» **SELECTED EXTRACT**:
┄┄┄┄┄┄
Re: [PATCH v12 10/17] counter: Add character device interface

From: William Breathitt Gray
Date: Mon Jul 12 2021 - 06:29:11 EST


On Sun, Jul 11, 2021 at 01:20:03PM +0100, Jonathan Cameron wrote:
> On Mon, 5 Jul 2021 17:18:58 +0900
> William Breathitt Gray <vilhelm.gray@xxxxxxxxx> wrote:
>
> > This patch introduces a character device interface for the Counter
> > subsystem. Device data is exposed through standard character device read
> > operations. Device data is gathered when a Counter event is pushed by
> > the respective Counter device driver. Configuration is handled via ioctl
> > operations on the respective Counter character device node.
> >
> > Cc: David Lechner <david@xxxxxxxxxxxxxx>
> > Cc: Gwendal Grignou <gwendal@xxxxxxxxxxxx>
> > Cc: Dan Carpenter <dan.carpenter@xxxxxxxxxx>
> > Cc: Oleksij Rempel <o.rempel@xxxxxxxxxxxxxx>
> > Signed-off-by: William Breathitt Gray <vilhelm.gray@xxxxxxxxx>
> > ---
> > drivers/counter/Makefile | 2 +-
> > drivers/counter/counter-chrdev.c | 494 +++++++++++++++++++++++++++++++
> > drivers/counter/counter-chrdev.h | 14 +
> > drivers/counter/counter-core.c | 44 ++-
> > include/linux/counter.h | 45 +++
> > include/uapi/linux/counter.h | 77 +++++
> > 6 files changed, 670 insertions(+), 6 deletions(-)
┄┄┄┄┄┄
Point placement records
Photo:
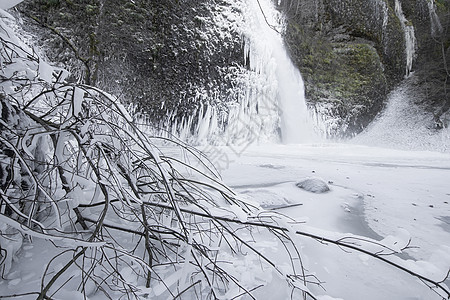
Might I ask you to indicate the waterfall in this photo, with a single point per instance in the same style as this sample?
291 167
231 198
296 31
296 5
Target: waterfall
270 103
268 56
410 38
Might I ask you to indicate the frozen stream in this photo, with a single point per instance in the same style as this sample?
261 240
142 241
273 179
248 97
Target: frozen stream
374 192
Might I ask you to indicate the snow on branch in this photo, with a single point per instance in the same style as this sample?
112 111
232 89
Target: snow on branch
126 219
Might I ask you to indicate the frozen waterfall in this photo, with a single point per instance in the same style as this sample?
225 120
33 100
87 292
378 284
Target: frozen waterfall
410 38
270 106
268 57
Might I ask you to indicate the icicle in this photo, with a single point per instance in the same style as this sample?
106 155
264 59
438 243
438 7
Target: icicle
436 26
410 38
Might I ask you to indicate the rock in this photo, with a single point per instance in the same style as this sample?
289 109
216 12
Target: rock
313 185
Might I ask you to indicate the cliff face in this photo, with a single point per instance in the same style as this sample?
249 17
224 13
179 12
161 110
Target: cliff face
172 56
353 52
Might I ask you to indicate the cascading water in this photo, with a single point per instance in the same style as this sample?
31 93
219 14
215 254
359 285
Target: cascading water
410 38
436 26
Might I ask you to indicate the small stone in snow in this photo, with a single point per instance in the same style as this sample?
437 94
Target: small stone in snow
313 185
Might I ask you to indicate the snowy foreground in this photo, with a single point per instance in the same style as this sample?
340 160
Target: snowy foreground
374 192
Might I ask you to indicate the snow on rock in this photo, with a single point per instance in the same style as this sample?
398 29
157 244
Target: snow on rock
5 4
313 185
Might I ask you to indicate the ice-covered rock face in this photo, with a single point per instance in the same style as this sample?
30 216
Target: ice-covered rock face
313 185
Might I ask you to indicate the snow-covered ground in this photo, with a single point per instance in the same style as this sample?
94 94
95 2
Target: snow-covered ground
┄┄┄┄┄┄
» **WHAT YOU SHOULD DO**: Name every person listed on a Cc line in the counter patch message above.

» **REPLY**: David Lechner, Gwendal Grignou, Dan Carpenter, Oleksij Rempel